* _Task input_
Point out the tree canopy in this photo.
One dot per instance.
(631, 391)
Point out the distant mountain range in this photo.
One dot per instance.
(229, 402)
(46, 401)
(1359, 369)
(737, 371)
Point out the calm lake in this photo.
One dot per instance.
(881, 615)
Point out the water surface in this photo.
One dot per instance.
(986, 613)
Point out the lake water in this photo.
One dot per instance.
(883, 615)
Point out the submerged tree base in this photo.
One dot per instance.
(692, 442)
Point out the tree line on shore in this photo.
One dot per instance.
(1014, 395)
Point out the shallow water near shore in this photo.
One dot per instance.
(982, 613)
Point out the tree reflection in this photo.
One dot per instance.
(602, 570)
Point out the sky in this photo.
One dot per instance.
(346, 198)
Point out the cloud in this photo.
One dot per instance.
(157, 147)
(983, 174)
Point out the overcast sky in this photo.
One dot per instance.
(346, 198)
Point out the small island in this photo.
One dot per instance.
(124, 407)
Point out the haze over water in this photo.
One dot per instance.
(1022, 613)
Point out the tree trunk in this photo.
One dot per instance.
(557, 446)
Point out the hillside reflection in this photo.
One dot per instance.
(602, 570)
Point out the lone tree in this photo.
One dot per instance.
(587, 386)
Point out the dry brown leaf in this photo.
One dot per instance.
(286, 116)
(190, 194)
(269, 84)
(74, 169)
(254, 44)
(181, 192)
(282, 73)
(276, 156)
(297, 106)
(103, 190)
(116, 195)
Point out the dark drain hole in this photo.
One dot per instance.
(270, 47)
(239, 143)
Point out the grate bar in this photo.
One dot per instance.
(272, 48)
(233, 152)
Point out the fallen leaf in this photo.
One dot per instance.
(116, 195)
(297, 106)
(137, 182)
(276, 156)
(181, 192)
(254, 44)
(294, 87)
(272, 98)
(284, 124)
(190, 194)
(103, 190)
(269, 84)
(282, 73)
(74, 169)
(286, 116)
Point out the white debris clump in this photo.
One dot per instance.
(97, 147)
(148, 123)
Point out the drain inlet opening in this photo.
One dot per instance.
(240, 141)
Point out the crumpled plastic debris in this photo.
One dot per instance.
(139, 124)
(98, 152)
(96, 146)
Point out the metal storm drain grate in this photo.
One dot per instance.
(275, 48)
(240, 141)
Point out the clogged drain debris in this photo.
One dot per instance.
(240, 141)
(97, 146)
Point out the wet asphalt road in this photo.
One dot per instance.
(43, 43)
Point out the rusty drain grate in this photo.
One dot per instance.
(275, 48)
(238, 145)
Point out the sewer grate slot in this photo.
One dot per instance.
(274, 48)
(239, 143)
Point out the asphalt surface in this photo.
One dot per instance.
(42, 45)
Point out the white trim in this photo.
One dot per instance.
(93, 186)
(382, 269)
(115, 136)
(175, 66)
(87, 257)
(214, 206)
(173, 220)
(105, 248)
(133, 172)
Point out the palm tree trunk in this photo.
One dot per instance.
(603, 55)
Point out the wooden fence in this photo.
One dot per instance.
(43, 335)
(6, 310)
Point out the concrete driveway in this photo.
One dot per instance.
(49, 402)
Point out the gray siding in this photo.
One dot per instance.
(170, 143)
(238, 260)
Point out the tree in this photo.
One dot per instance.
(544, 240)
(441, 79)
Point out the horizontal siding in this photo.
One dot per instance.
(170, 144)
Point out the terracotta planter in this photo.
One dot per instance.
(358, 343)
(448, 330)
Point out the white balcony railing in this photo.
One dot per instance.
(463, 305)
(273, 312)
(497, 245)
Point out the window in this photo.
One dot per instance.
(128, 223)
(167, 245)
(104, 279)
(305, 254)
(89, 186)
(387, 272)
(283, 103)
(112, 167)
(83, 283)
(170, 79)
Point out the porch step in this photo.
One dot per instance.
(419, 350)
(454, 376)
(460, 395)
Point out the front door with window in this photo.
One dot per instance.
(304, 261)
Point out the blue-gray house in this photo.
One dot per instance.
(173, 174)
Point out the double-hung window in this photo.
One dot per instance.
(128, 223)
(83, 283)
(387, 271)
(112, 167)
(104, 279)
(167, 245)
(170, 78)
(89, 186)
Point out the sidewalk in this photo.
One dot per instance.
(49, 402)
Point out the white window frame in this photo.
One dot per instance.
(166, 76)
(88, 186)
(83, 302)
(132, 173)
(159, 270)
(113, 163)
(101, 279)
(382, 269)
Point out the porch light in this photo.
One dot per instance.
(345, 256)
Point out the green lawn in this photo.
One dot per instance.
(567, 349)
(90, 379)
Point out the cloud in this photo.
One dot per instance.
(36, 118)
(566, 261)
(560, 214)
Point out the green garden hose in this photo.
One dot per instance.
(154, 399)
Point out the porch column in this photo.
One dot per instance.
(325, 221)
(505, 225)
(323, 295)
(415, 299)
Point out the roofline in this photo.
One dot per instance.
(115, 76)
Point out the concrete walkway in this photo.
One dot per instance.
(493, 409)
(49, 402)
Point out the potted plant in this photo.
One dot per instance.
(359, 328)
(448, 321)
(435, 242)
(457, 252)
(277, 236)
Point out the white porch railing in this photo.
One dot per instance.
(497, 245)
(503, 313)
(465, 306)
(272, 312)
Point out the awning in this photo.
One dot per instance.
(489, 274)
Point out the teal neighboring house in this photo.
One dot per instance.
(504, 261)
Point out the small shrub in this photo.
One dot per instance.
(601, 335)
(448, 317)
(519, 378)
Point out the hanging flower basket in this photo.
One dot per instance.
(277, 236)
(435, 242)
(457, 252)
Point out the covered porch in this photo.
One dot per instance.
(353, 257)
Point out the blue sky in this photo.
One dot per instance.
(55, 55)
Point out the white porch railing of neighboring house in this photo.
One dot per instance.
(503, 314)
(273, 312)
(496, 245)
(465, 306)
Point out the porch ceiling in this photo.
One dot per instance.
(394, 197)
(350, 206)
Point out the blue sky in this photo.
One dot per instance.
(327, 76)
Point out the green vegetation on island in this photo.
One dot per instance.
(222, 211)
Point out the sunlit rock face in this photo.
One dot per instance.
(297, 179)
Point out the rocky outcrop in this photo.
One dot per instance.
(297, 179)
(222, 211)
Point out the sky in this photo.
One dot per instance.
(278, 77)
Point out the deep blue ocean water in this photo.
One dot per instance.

* _Exercise aim_
Please reproduce the listing from the line containing "Point out the sunlit rock face in this photo." through its final line, requests included, and offset every coordinate value in the answers by adding 61.

* _Expected answer_
Point out the sunlit rock face in this photo.
One dot per instance.
(358, 240)
Point out the rocky outcrop in this photo.
One dot per instance.
(358, 240)
(283, 272)
Point out the sky in this photo.
One dot per instance.
(339, 138)
Point out the deep blue ocean water in this photo.
One dot per instance.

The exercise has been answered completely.